TEXT
Currently, about 30 percent of the country’s overall electricity is generated by reactors, compared with only about 3 percent from renewable energy.
Prime Minister Naoto Kan said last month the government will rethink its long-term strategy, which had called for raising the level of nuclear power to account for 50 percent of the nation’s overall electricity in the future. He also pledged to boost Japan’s use of green energy to 20 percent of total power supply by 2020.
The demand surge has led companies to view renewable energy with optimism.
Hitachi released on Thursday a higher sales target for renewables — ¥280 billion for fiscal 2015 from ¥170 billion for fiscal 2010 — and a lower target for nuclear power — ¥170 billion, down from ¥180 billion.
Toshiba, Japan’s biggest reactor maker, is more bullish.
On May 24, Toshiba raised its sales goal for renewable energy, including solar, wind, water and geothermal, to ¥350 billion by fiscal 2015, reportedly six-fold the figure logged for fiscal 2010. The company said it set a goal of ¥900 billion in sales for energy-smart community projects by the same fiscal year, or three times greater than current sales.
A smart community would include such infrastructure as a smart-grid and smart-meters that can help households save electricity by exchanging data with power firms.
Toshiba has meanwhile agreed to buy Switzerland’s Landis+Gyr AG, the world’s No. 1 smart-meter maker, which operates in more than 30 countries, for $2.3 billion. It will provide the crucial meter for the smart communities that can effectively control generation and consumption of electricity.
“Some countries and companies may want to shift to renewable energy after the (Fukushima) accident. For these customers, we are saying we can also provide renewable energy,” Toshiba President Norio Sasaki told reporters on May 24.
In the same news conference, the company said it is possible to delay its plan to achieve ¥1 trillion in sales by building 39 new reactors by the business year to March 2016.
“Hitachi and Toshiba are competitive because they can provide thorough services for energy-smart communities,” said Tomohisa Nonomura, an anlyst at Toyo Securities Co.
Mitsubishi Heavy said earlier this month it hopes to reap ¥3 trillion in sales in its green energy business by fiscal 2014, which is 1.7 times as much as the average sales between 2007 and 2009. MHI, which is already one of the world’s biggest wind power generator makers, will also focus on water and geothermal generators.
Other electronics makers are also moving toward green energy.
Panasonic Corp., for example, promised in its three-year business plan announced last year to shift its focus to renewable energy.

EXTRACTED DATA
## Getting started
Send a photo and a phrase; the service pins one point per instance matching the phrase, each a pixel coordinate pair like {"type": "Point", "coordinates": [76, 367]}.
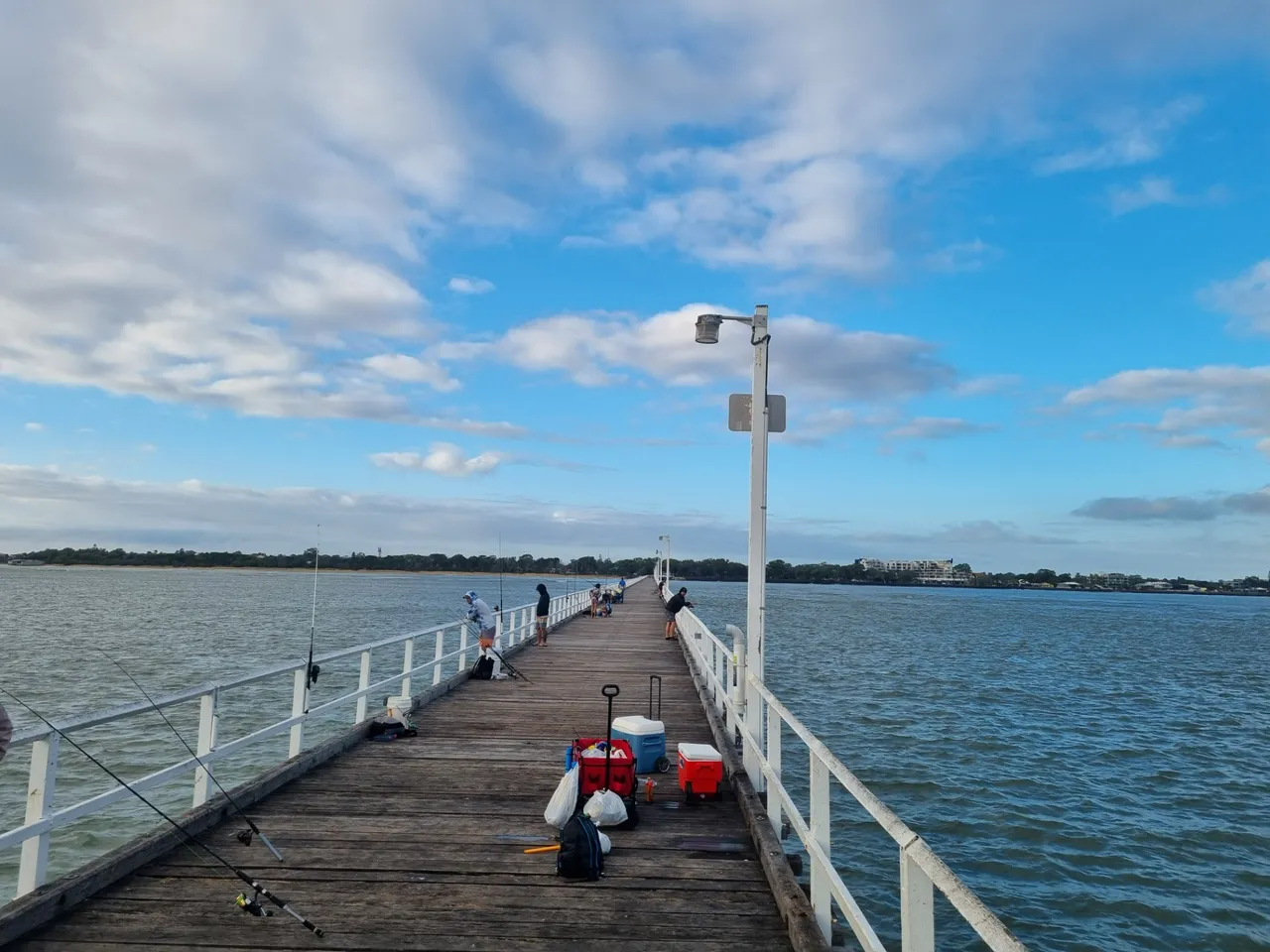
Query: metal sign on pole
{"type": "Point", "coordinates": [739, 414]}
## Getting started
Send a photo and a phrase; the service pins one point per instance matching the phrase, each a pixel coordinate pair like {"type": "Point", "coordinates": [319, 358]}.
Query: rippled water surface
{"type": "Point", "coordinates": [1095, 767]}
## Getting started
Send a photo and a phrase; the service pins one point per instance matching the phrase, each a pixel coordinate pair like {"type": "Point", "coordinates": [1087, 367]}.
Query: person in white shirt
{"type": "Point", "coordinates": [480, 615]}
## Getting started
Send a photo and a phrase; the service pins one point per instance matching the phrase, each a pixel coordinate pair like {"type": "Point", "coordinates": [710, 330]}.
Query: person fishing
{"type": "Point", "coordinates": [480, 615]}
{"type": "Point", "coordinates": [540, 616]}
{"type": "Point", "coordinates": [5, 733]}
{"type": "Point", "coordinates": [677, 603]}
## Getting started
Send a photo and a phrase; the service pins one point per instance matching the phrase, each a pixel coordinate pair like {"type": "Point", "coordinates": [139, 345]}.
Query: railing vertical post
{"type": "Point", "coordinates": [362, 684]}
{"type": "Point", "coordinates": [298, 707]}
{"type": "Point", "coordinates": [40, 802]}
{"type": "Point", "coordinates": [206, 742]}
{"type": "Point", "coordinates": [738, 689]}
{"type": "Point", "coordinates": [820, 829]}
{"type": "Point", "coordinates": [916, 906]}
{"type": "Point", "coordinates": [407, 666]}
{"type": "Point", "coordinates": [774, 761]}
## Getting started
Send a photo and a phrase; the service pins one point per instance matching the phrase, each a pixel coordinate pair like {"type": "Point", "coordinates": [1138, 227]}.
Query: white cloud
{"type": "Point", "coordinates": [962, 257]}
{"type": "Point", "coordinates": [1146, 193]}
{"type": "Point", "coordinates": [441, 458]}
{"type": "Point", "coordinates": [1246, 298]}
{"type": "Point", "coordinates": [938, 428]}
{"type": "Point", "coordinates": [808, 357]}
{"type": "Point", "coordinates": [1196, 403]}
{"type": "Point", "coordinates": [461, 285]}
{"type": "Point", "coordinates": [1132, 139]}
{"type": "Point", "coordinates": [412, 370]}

EXERCISE 1
Summarize the text on Japan's energy makers in two sentences.
EXERCISE 2
List every company named in the text on Japan's energy makers.
Answer from the text alone.

ANSWER SECTION 1
Reactors generate about 30 percent of Japan's electricity and renewables only about 3 percent, and Prime Minister Naoto Kan said the government will rethink its plan to raise nuclear power to 50 percent while pledging to lift green energy to 20 percent of supply by 2020. Hitachi, Toshiba and Mitsubishi Heavy have set larger sales goals for renewable or green energy, and Toshiba is also buying smart-meter maker Landis+Gyr AG and has said its reactor sales plan may be delayed.

ANSWER SECTION 2
- Hitachi
- Toshiba
- Landis+Gyr AG
- Toyo Securities Co.
- Mitsubishi Heavy
- Panasonic Corp.